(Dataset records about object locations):
## Begin

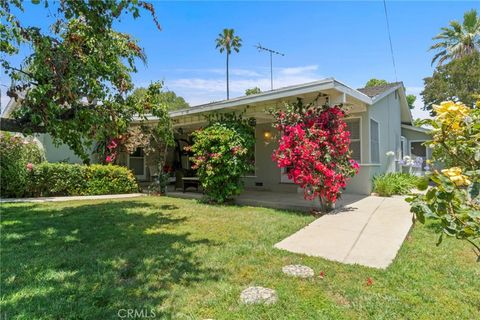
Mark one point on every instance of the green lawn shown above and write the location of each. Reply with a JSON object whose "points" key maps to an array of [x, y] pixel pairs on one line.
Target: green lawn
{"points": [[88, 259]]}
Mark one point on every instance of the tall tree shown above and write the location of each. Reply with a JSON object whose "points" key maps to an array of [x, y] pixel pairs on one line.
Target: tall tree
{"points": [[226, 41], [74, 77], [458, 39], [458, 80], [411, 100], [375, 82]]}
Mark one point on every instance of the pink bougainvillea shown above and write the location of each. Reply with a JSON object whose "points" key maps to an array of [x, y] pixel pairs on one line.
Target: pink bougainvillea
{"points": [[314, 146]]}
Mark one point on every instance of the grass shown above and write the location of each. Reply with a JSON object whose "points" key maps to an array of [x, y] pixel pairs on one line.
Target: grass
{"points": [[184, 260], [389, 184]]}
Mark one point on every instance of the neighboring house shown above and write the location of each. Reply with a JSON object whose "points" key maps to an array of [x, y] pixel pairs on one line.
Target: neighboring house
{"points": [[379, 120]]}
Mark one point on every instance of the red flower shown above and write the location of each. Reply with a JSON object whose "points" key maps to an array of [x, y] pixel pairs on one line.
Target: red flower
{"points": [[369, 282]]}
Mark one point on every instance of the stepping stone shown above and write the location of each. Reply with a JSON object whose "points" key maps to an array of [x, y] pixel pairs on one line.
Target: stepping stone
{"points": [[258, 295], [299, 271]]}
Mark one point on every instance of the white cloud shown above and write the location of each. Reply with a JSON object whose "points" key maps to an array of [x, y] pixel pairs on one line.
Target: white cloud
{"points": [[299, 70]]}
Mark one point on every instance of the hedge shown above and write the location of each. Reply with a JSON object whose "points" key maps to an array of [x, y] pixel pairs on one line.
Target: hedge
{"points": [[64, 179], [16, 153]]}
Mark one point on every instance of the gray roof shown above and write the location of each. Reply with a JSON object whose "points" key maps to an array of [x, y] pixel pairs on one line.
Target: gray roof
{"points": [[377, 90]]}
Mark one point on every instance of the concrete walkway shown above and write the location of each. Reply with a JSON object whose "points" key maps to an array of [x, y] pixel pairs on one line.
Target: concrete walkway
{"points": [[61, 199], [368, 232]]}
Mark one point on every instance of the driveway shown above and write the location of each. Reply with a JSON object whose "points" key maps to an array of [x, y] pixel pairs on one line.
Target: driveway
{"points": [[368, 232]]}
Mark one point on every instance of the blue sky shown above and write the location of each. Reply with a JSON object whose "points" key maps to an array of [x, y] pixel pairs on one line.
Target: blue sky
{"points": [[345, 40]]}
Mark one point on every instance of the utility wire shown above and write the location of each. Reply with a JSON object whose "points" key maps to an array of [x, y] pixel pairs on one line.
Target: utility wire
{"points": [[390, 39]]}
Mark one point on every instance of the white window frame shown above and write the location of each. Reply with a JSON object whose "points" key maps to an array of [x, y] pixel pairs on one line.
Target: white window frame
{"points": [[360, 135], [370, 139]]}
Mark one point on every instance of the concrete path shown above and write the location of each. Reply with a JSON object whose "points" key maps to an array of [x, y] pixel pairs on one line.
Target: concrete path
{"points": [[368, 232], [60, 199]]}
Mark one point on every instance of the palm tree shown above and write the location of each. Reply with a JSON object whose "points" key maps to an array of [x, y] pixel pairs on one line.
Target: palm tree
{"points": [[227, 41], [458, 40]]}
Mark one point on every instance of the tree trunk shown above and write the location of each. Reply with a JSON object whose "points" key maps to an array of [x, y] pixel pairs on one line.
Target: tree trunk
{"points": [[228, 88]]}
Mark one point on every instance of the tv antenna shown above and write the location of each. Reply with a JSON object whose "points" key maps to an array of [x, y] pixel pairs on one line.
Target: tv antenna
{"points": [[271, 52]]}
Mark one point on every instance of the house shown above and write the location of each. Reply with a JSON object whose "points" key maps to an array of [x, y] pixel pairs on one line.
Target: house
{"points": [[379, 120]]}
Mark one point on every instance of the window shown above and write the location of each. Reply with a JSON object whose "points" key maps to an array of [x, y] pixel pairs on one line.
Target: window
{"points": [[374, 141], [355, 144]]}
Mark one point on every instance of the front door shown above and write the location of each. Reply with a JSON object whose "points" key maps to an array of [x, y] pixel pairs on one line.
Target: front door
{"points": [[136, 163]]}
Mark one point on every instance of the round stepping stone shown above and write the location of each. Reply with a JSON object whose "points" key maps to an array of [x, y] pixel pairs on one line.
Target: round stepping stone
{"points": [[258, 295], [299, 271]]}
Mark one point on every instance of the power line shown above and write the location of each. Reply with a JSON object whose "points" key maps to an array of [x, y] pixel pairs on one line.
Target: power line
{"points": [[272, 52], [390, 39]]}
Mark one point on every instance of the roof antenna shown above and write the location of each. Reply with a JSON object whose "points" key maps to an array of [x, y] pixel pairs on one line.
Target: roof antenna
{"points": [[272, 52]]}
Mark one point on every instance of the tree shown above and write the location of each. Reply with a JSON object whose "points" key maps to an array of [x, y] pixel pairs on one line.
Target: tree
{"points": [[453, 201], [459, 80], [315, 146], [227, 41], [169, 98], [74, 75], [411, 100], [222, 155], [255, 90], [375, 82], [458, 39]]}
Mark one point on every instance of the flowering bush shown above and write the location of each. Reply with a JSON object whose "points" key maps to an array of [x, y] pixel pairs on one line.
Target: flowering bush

## End

(YOUR OBJECTIVE):
Omit every picture, then reproduce the rest of the listing exactly.

(RESULT OF THE TASK):
Mark one point on every instance of the green lawn shown above and write the location of each. Reply with a JSON object whose "points" key maps to an array of [x, y] pixel pairs on one line.
Target: green lawn
{"points": [[88, 259]]}
Mark one point on every instance of the tall tree shown above and write the location of each. Reply with a JSON object whose "points" key maps to an array of [x, y] pixel pairs on one line.
Target: tall tree
{"points": [[226, 41], [74, 77], [458, 39], [458, 80], [411, 100], [375, 82]]}
Mark one point on every instance of the pink bougainvillea shown above and write the location of each. Reply with a JSON object whose "points" key maps to an array of [x, y] pixel pairs on one line.
Target: pink bougainvillea
{"points": [[314, 146]]}
Mark one point on every instance of the grass shown above and write the location of each. Reply with a JSON object whose "points" key maps to an array of [x, y] pixel pairs on one line.
Target: grass
{"points": [[184, 260], [389, 184]]}
Mark one point on every instance of the neighboring house shown above and write the location of each. Reply with a JSON object whose "points" key maps to an array of [x, y] pixel pairs on one line.
Target: neighboring house
{"points": [[379, 120]]}
Mark one point on every instance of the red flower shown above and write the location of each. Reply with a JSON object whose "points" key maps to an array of [x, y] pixel pairs on one line.
Target: red flower
{"points": [[369, 282]]}
Mark one point on every instance of the stepping stone shown above and write the location of each. Reply with a JSON object whose "points" key maps to an array of [x, y] pixel pairs on one line.
Target: stepping stone
{"points": [[258, 295], [299, 271]]}
Mark one point on every instance of the white cloud shown above and write the location of each. Reply with a JSON object whose "points" key maps to an array of [x, y] pixel pairs on one line.
Target: white cloud
{"points": [[299, 70]]}
Mark one point on every instance of the hedge shown above and write the location of each. Reply with a JSON object whose "points" key maps to an array of [x, y] pixel pairs on one line.
Target: hedge
{"points": [[64, 179], [16, 153]]}
Mark one point on every instance of the gray roof shown above and write the location of each. Reply with a JSON object whose "points" key maps to an array of [x, y] pixel pairs on one line.
Target: gray roof
{"points": [[377, 90]]}
Mark one point on every instance of the concrete walkway shown above and write the location of each. Reply with a JSON object whose "points" key maps to an array of [x, y] pixel pairs on one line.
Target: concrete walkway
{"points": [[61, 199], [368, 232]]}
Mark one point on every instance of the driveway shown above and write the location of each. Reply with a JSON object whose "points" key maps to an array of [x, y] pixel pairs on one line.
Target: driveway
{"points": [[368, 232]]}
Mark one point on every instance of the blue sky shown above and write the location of each. Reply with a JSON object whose "points" key maps to an array of [x, y] pixel pairs on one line.
Target: blue sky
{"points": [[345, 40]]}
Mark one point on every instance of the utility wire shown above and write the location of each. Reply with a JSON object whose "points" key maps to an array of [x, y] pixel pairs on one line.
Target: utility wire
{"points": [[390, 39]]}
Mark one point on every instance of the white window frame shown above and write the location of each. Reply with a JSON object whose "points" key maps to an array of [x, y] pixel pairs on one line.
Target: white window frame
{"points": [[360, 135], [370, 139]]}
Mark one point on every instance of the concrete path shown above and write the location of each. Reply with a JSON object whose "points" key maps to an array of [x, y] pixel pairs on one line.
Target: concrete path
{"points": [[368, 232], [60, 199]]}
Mark one point on every instance of the palm tree shown above and write the location of each. Reply with a JSON object whose "points" key maps to an array of [x, y] pixel pairs on one line.
Target: palm tree
{"points": [[227, 41], [458, 40]]}
Mark one point on every instance of the tree trunk shown above and write the location of each. Reply with a JSON object whose "points" key maps to an array of [x, y] pixel pairs on one line.
Target: tree trunk
{"points": [[228, 88]]}
Mark one point on every instance of the tv antenna shown above and write the location of each. Reply with a JSON object whose "points" key maps to an array of [x, y] pixel pairs on one line.
Target: tv antenna
{"points": [[271, 52]]}
Mark one point on every instance of the house shown above and write the location of each. Reply with a JSON object whose "points" key maps to an array of [x, y] pixel pairs on one line.
Target: house
{"points": [[379, 120]]}
Mark one point on every instance of the window shown above and write the location of each. Reply with a JSON object whose "points" key maps to an array of [x, y] pixel pairs on one line.
Target: window
{"points": [[374, 141], [355, 144]]}
Mark one point on every instance of the front door shown above and write the location of each. Reply with a JSON object whose "points" key maps to an array of [x, y] pixel pairs on one line.
Target: front door
{"points": [[136, 163]]}
Mark one point on every instance of the round stepping stone shown above and write the location of each. Reply with a JSON object whose "points" key maps to an array of [x, y] pixel pairs on one line.
Target: round stepping stone
{"points": [[258, 295], [299, 271]]}
Mark one point on every instance of the power line shown above and write the location of each. Reply with a JSON object whose "points" key maps to an array of [x, y] pixel pairs on one line.
Target: power line
{"points": [[272, 52], [390, 39]]}
Mark one point on every instance of the roof antenna shown above and write the location of each. Reply with a JSON object whose "points" key maps to an array of [x, y] pixel pairs on one line.
Target: roof antenna
{"points": [[272, 52]]}
Mark one point on every instance of the tree shown above and write the location of each. Reply with a JSON object whose "points" key maps to an array of [x, y] pixel pairs on one line.
Target: tree
{"points": [[453, 201], [459, 80], [315, 146], [227, 41], [169, 98], [74, 75], [411, 100], [222, 155], [255, 90], [375, 82], [458, 39]]}
Mark one point on every instance of the flowering bush shown above and write the location of each. Reply with a JSON object whose "points" key maps to an array of [x, y] pixel pairs on one line.
Target: flowering bush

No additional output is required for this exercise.